/---

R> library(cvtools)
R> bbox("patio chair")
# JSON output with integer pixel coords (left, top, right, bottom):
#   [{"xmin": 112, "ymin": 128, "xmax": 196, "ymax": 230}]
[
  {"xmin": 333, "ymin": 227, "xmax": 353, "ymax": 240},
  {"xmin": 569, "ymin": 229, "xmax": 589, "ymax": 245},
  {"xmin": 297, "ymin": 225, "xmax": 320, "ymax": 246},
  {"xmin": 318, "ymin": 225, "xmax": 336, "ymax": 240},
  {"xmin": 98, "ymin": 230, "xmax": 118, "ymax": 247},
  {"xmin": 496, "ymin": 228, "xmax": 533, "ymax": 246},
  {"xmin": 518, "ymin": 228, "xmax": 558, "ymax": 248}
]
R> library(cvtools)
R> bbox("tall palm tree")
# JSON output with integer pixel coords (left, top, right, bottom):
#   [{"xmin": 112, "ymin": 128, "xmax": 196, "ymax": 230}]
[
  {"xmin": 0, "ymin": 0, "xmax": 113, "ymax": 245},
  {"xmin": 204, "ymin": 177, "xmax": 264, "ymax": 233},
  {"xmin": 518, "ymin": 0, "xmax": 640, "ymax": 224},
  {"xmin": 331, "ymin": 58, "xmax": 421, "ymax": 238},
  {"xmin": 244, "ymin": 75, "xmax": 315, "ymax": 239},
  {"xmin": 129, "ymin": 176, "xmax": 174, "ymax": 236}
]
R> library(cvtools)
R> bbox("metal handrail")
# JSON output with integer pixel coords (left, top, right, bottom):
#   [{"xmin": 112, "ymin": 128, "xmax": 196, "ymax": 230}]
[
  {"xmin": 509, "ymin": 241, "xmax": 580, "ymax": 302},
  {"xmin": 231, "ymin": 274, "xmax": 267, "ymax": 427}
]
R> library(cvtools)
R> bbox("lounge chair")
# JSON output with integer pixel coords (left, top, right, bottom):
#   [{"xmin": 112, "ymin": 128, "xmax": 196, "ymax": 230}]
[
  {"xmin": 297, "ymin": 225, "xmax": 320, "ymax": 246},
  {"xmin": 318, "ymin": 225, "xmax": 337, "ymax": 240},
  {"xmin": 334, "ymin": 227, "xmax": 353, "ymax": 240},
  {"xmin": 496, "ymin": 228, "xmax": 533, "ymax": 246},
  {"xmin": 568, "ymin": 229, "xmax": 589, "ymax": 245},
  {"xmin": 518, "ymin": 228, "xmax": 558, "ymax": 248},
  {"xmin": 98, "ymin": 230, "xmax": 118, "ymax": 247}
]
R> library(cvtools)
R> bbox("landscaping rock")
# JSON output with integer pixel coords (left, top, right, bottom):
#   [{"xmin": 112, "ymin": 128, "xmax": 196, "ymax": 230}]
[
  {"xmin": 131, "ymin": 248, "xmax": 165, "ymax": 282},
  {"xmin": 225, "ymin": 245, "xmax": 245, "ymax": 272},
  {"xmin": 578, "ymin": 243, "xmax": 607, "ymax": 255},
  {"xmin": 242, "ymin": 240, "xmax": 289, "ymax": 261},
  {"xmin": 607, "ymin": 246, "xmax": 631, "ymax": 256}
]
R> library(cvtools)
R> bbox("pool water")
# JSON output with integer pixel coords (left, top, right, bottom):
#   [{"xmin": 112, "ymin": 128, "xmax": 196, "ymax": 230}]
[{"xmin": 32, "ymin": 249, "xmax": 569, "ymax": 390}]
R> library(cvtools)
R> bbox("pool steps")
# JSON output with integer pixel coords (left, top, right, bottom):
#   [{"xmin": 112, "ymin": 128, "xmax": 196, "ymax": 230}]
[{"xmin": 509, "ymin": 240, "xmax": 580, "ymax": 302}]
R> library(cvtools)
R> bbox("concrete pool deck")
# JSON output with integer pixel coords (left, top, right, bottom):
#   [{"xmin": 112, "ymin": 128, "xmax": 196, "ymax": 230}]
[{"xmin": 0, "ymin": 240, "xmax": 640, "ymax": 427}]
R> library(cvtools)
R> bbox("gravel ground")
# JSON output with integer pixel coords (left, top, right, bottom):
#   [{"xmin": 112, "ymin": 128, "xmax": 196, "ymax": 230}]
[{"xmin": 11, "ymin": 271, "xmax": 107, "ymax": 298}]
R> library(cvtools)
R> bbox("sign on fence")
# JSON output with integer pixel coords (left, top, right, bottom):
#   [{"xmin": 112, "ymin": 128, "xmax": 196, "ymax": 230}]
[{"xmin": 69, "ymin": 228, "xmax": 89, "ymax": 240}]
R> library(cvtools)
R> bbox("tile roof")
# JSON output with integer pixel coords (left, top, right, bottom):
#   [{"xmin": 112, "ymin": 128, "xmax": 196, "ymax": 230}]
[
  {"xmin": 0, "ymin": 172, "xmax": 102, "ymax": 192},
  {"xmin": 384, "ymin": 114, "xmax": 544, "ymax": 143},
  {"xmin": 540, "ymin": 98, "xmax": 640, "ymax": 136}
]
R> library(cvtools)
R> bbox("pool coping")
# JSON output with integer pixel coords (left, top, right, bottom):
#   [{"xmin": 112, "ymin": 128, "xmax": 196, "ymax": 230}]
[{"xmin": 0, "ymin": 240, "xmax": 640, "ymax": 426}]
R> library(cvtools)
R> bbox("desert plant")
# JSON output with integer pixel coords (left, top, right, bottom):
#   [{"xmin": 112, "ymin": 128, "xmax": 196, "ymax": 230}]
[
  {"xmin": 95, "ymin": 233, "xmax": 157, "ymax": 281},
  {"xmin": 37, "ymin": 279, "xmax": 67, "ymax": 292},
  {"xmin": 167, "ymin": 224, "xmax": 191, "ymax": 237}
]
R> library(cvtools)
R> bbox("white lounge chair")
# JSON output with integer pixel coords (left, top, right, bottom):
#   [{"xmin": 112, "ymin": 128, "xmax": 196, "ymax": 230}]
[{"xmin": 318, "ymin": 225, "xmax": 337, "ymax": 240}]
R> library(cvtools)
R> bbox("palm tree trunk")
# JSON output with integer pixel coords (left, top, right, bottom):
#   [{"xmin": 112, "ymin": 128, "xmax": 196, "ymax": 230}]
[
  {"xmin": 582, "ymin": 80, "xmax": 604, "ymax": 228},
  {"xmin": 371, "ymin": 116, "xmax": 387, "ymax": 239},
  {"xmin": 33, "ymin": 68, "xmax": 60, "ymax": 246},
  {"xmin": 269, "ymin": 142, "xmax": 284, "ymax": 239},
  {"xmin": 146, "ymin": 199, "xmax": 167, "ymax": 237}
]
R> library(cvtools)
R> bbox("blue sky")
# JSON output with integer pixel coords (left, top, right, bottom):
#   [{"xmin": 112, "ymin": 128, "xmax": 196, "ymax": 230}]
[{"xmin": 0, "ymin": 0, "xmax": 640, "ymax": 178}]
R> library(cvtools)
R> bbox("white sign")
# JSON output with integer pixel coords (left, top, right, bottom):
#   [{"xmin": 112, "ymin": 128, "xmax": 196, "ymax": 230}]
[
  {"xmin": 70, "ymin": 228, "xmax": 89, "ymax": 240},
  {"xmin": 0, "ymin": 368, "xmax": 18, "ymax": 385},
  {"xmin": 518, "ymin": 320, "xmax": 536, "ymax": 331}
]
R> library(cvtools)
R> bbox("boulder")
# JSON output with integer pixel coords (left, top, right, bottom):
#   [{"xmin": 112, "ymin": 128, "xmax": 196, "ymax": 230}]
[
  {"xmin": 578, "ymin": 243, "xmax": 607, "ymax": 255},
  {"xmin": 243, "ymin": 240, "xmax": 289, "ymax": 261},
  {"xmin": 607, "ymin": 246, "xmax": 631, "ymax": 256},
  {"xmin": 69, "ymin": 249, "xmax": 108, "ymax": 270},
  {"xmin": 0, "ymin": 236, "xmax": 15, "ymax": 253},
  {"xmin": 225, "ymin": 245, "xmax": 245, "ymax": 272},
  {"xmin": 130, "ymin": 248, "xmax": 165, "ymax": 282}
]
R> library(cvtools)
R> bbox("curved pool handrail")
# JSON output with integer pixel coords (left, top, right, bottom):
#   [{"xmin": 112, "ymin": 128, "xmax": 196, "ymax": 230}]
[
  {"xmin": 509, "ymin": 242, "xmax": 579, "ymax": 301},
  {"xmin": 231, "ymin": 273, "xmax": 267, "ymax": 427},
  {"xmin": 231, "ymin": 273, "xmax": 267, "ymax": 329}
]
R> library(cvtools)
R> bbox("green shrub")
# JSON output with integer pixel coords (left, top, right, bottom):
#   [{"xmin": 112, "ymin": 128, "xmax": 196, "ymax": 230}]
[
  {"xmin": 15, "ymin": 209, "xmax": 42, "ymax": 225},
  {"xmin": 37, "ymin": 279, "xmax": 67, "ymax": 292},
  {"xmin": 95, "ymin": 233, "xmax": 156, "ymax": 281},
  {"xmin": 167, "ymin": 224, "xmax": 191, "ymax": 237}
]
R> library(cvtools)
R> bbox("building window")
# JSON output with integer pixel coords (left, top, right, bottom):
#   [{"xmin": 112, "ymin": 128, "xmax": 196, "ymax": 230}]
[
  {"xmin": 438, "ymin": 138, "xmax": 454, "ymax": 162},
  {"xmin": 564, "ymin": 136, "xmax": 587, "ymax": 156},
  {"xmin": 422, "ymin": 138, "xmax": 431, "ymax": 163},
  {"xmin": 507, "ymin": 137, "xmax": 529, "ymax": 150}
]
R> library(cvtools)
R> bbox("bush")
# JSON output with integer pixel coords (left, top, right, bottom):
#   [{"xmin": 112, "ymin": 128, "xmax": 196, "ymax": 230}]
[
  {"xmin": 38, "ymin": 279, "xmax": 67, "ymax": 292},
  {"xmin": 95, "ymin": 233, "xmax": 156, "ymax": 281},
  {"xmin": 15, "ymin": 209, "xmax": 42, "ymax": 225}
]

\---

# Task objective
List each line of the rows above that contains the string "chair", matching uppercase and lowercase exactly.

# Answer below
R> bbox("patio chair")
R> bbox("lounge chair")
R> bbox("white lounge chair")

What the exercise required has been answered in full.